# WORK INSTRUCTIONS
From the listing below, pull out each line that contains the word "skin" and copy it unchanged.

# MATERIAL
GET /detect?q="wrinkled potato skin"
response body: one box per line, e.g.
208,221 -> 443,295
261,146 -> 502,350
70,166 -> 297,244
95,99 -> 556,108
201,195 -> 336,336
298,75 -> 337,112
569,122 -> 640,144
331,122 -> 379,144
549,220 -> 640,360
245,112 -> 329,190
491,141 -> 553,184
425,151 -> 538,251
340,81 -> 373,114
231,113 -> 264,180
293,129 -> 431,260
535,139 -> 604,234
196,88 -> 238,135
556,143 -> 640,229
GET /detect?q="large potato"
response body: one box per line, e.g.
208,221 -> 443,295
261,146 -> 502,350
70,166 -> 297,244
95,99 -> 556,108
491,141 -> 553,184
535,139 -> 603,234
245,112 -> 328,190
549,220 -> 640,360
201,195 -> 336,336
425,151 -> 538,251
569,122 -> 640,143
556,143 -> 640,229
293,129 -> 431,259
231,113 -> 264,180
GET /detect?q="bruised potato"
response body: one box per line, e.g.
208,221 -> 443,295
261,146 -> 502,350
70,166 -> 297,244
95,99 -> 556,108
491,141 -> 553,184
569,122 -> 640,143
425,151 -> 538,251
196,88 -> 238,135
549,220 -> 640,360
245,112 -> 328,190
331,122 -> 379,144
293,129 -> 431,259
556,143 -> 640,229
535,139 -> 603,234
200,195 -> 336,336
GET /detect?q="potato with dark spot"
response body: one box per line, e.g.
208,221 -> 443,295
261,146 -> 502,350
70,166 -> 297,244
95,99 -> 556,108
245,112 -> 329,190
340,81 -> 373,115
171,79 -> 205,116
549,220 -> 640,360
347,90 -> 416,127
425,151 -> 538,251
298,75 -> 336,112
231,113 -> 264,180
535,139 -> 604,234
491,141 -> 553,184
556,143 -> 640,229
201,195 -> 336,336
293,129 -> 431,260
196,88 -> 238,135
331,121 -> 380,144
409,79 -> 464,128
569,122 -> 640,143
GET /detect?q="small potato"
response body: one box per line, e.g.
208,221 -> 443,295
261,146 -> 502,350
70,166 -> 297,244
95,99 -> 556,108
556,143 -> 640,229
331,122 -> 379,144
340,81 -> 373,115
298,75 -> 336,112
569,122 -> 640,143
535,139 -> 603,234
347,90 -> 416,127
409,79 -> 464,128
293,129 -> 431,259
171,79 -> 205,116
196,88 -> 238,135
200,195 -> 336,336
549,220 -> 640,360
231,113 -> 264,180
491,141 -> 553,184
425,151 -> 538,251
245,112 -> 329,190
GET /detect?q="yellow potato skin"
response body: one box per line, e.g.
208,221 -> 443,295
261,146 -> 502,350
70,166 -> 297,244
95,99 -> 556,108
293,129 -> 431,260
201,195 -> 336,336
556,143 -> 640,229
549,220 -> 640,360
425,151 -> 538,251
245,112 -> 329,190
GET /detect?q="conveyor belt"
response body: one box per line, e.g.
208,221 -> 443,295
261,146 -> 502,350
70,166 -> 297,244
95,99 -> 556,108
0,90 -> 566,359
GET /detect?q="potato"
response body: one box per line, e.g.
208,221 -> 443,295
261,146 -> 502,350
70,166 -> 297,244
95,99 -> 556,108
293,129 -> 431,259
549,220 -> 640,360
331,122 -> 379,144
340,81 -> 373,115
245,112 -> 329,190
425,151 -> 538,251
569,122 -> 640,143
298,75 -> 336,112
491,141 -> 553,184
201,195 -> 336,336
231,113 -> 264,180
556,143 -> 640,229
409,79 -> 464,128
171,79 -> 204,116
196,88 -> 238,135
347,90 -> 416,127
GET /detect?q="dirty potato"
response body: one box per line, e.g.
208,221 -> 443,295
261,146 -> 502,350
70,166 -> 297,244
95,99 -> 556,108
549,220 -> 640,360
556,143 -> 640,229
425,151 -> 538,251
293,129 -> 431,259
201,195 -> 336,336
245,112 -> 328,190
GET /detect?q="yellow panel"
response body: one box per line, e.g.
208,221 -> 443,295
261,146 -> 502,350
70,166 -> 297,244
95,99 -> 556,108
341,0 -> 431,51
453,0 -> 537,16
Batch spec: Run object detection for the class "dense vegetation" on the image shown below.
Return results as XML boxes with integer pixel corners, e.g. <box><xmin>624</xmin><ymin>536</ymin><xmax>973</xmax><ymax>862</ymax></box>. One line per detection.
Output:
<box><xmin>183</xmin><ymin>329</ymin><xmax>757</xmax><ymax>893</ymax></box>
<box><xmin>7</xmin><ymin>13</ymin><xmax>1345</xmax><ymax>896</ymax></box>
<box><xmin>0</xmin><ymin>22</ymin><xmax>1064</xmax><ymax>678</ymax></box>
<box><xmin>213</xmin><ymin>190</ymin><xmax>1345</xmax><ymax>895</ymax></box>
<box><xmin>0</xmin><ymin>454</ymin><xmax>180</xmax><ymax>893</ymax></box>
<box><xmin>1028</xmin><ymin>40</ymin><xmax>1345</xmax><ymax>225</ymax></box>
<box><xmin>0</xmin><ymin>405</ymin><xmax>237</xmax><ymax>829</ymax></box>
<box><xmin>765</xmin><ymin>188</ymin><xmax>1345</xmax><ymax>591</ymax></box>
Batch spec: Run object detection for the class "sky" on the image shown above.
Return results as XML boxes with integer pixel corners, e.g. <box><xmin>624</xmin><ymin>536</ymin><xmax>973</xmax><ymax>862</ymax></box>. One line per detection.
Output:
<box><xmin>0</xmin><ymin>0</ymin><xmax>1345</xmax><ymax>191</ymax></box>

--

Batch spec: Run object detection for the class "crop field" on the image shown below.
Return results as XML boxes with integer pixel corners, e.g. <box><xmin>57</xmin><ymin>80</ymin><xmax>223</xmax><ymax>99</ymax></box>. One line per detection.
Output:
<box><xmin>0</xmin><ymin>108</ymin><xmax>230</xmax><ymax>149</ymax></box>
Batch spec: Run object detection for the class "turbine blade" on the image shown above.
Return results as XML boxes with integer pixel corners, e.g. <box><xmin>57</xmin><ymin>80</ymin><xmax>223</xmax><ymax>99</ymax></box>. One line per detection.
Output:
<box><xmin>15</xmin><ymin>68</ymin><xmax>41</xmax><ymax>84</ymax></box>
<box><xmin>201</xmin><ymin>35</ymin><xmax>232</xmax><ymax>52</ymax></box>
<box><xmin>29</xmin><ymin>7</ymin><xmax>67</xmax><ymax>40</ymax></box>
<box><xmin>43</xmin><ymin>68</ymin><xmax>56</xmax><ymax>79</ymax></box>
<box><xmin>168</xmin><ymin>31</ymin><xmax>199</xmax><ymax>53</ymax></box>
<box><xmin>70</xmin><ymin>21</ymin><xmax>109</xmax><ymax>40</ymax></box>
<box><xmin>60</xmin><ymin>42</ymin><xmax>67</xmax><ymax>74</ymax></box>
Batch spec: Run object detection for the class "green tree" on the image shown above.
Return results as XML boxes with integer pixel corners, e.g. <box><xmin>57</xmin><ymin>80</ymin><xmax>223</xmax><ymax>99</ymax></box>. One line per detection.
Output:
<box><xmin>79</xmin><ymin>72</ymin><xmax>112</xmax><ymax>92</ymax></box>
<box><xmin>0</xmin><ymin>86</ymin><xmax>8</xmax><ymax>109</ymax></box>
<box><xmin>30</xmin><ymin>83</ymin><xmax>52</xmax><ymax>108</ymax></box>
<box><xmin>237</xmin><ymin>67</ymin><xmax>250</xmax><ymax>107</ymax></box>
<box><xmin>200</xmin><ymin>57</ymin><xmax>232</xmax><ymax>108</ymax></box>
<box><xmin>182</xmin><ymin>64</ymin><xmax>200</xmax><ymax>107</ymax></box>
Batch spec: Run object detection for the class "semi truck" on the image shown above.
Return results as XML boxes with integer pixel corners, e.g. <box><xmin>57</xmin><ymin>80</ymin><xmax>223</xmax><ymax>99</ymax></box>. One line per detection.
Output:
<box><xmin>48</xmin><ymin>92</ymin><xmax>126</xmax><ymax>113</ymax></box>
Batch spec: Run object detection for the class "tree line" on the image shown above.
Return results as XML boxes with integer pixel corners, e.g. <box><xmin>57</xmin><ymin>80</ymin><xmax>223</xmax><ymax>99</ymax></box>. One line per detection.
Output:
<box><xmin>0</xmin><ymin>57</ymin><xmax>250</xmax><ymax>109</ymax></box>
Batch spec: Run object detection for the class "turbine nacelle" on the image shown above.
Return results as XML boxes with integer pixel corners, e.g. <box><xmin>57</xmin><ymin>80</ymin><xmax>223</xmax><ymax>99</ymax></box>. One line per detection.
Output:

# COMPLETE RESPONSE
GET /detect?q="wrinkled potato skin"
GET /detect?q="yellow potato skin"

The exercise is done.